Supplied information:
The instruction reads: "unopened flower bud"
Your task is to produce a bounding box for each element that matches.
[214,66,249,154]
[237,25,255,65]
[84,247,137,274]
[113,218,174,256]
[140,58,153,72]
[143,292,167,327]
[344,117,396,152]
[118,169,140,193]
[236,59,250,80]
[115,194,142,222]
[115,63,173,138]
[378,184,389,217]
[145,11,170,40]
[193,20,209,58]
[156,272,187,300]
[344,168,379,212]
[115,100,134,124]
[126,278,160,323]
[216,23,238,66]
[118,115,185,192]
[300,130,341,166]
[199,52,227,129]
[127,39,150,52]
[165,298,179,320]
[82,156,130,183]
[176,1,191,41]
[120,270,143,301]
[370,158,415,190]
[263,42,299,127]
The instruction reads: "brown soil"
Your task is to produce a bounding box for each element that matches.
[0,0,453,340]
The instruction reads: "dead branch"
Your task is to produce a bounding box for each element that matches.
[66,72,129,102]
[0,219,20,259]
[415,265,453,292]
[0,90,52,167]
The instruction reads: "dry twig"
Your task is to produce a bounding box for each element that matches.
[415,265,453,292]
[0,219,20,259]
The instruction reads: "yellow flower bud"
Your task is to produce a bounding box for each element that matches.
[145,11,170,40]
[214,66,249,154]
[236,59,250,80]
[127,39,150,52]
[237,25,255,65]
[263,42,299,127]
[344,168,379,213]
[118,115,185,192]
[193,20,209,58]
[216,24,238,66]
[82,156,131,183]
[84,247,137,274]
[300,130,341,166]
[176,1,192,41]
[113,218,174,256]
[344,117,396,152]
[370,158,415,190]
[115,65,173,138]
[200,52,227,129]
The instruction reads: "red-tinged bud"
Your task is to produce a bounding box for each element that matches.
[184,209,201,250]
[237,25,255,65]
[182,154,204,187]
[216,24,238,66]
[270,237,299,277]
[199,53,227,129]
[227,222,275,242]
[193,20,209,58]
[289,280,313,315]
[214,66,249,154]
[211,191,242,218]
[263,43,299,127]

Problem requirements: Rewrite all the rows above, changing every "element" to "item" and leaving everything else as it is.

Output of the task:
The instruction reads: "unopened flower bud"
Your task is to produce a bounding box for each item that matches.
[214,66,249,154]
[237,25,255,65]
[84,247,137,274]
[113,218,174,256]
[140,58,153,72]
[143,292,167,327]
[344,117,396,152]
[118,169,140,193]
[236,59,250,80]
[115,194,142,222]
[115,63,173,138]
[378,184,389,217]
[145,11,170,40]
[193,20,209,58]
[156,272,187,300]
[344,168,379,212]
[115,100,134,124]
[126,278,160,323]
[216,23,238,66]
[118,115,185,192]
[300,130,341,166]
[199,52,227,129]
[127,39,150,52]
[165,298,179,320]
[82,156,130,183]
[176,1,191,41]
[120,270,143,301]
[370,158,415,190]
[263,42,299,127]
The instruction reads: "brown soil"
Your task is to produce a bounding box for each item that matches.
[0,0,453,340]
The instruction reads: "dead branch"
Your task is to produce a bounding box for each item that matches.
[66,72,129,102]
[0,219,20,259]
[415,265,453,292]
[0,90,52,167]
The instruction reads: "dry twig"
Your task is to produce a bounding box for each item that matches.
[415,265,453,292]
[0,219,20,259]
The instruction reads: "yellow flower bud"
Your task is to produce a bounding box for each item that matches.
[145,11,170,40]
[214,66,249,154]
[236,59,250,80]
[127,39,150,52]
[237,25,255,65]
[263,42,299,127]
[344,168,379,213]
[118,115,185,192]
[193,20,209,58]
[216,24,238,66]
[82,156,131,183]
[84,247,137,274]
[300,130,341,166]
[176,1,192,41]
[113,218,174,256]
[344,117,396,152]
[370,158,415,190]
[115,65,173,138]
[200,52,227,129]
The instruction reads: "red-tinged bud"
Your task is to produce a bounding box for each item that matches.
[184,209,201,250]
[237,25,255,65]
[182,154,204,187]
[216,24,238,66]
[270,237,299,277]
[199,53,227,129]
[227,222,275,242]
[193,20,209,58]
[289,280,313,315]
[214,66,249,154]
[211,191,242,218]
[263,43,299,127]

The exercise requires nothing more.